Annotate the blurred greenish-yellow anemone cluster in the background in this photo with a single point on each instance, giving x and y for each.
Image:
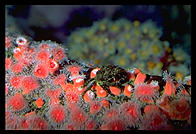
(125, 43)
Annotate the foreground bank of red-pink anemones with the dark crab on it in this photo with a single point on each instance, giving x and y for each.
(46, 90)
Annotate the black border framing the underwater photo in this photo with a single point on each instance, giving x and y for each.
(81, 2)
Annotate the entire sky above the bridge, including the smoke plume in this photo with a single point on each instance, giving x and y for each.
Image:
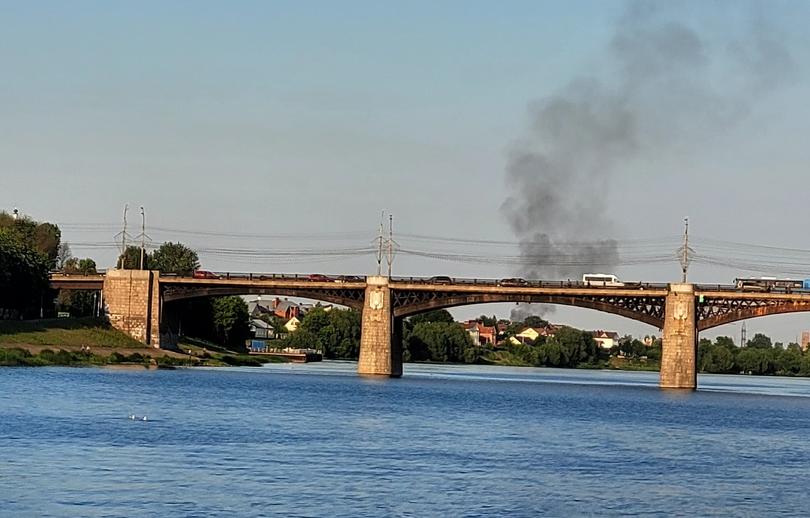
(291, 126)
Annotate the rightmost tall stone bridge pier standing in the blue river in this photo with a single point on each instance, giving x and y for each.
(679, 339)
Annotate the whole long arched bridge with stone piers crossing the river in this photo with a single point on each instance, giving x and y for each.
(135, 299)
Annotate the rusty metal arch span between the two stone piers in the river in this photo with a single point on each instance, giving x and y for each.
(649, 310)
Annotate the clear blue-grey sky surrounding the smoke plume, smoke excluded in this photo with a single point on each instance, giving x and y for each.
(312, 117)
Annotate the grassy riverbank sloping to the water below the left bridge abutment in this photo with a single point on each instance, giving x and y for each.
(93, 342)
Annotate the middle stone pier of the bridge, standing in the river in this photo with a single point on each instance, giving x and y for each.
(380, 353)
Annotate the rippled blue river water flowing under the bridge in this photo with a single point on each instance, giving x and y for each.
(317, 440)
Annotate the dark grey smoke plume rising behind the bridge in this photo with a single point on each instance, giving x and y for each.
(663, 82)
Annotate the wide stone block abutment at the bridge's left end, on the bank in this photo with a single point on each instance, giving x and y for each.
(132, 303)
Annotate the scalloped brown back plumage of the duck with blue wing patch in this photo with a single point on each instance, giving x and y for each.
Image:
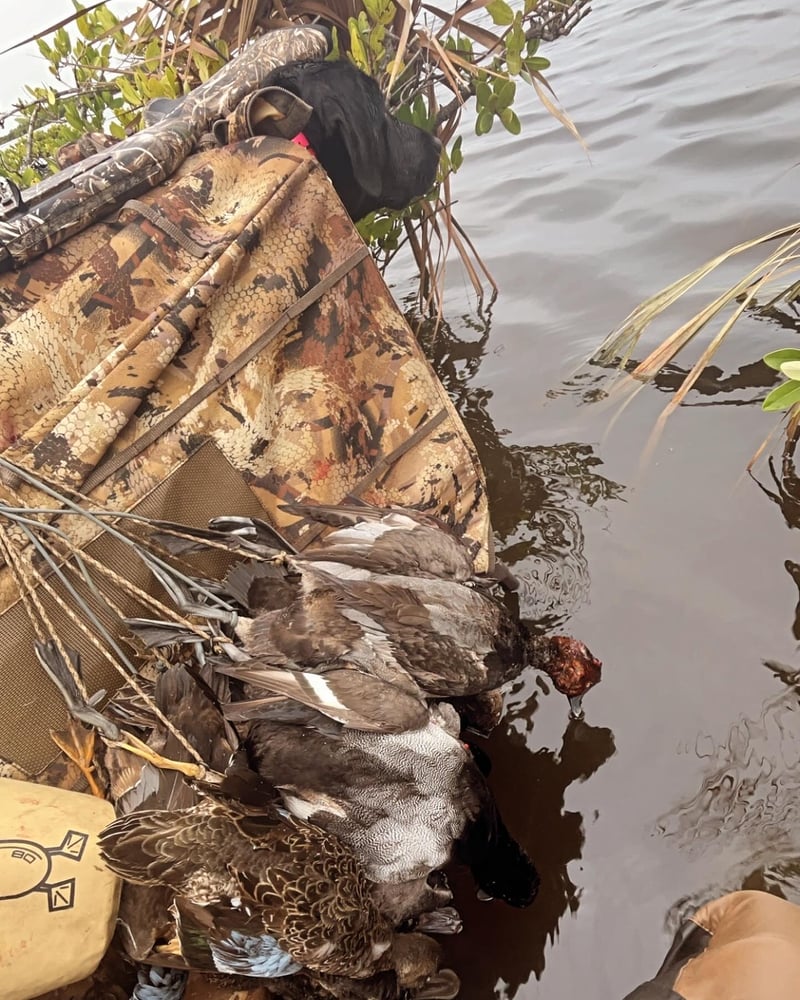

▶ About this task
Retype word for word all the material given above, and keep the pictures out.

▶ Expected answer
Annotate the blurred greenish-yellow anemone cluster in the background in this photo with a single point on each instance, giving x and y for each.
Image:
(125, 43)
Annotate the foreground bank of red-pink anemones with the dark crab on it in this photo with a single point on each instance, giving x and y for each.
(46, 90)
Annotate the black border framing the underwater photo in this photo with a single point on each instance, giving x and y for each.
(81, 2)
Annotate the entire sky above the bridge, including the smoke plume in this photo with a single point on each instance, giving x and y for each.
Image:
(291, 126)
Annotate the rightmost tall stone bridge pier standing in the blue river in this photo with a single point on each instance, giving x and y for each.
(679, 339)
Annotate the whole long arched bridge with stone piers crossing the river in this photo with a single point on each instance, giving x and y for each.
(135, 299)
Annotate the rusty metal arch span between the two stone piers in the river in this photo with a single point on each instance, giving x and y for each.
(649, 310)
Annotate the clear blue-grey sky surrounding the smoke plume, smoke excluded in this photo with a single point on each instance, giving x and y for each.
(312, 117)
Annotate the grassy riverbank sloping to the water below the left bridge abutment in this photo with a single point on each instance, giving x and y for each.
(93, 342)
Annotate the middle stone pier of the bridge, standing in the river in this photo with a single point on each instance, giving x and y for each.
(380, 353)
Annotate the rippled blue river water flowing under the bridge in this photo with a single point on each instance, giving x and y for each.
(317, 440)
Annotate the dark grey smoke plume rising behind the bridge in this photo with a single point on each instance, giving x and y for each.
(663, 82)
Annotate the wide stone block abutment at the bridge's left end, on the bank in this photo with a single point on each instance, giving x and y for each.
(132, 303)
Annotate the scalloped brown back plumage of the duck with blue wing patch in this photo with a single point on each instance, giving x and y for each.
Image:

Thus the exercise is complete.